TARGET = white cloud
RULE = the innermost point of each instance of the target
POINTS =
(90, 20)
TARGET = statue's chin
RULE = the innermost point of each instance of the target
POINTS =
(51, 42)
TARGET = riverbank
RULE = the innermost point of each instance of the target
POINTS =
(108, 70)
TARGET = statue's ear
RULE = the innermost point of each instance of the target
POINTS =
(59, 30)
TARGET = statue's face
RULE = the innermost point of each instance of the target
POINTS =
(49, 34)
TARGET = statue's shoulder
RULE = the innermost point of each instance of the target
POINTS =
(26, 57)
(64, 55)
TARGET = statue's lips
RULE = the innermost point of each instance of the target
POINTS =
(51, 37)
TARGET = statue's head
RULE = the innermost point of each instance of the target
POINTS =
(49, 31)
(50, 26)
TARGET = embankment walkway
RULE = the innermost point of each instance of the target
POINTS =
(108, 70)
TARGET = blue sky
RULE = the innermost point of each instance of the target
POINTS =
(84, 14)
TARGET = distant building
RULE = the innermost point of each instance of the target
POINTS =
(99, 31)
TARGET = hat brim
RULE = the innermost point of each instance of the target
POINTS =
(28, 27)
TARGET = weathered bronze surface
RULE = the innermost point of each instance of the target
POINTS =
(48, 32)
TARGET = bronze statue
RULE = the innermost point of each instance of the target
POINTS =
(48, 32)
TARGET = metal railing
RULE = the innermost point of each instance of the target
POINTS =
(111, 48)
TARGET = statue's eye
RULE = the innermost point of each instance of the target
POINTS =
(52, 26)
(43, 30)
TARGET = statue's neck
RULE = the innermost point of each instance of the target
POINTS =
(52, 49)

..............................

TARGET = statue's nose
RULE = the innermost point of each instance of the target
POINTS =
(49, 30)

..............................

## SHORT TASK
Select each line in the items above that contains the word "statue".

## ANSWER TO THIS PROBLEM
TARGET = statue's chin
TARGET = statue's ear
TARGET = statue's face
TARGET = statue's shoulder
TARGET = statue's lips
TARGET = statue's head
TARGET = bronze statue
TARGET = statue's eye
TARGET = statue's neck
TARGET = statue's nose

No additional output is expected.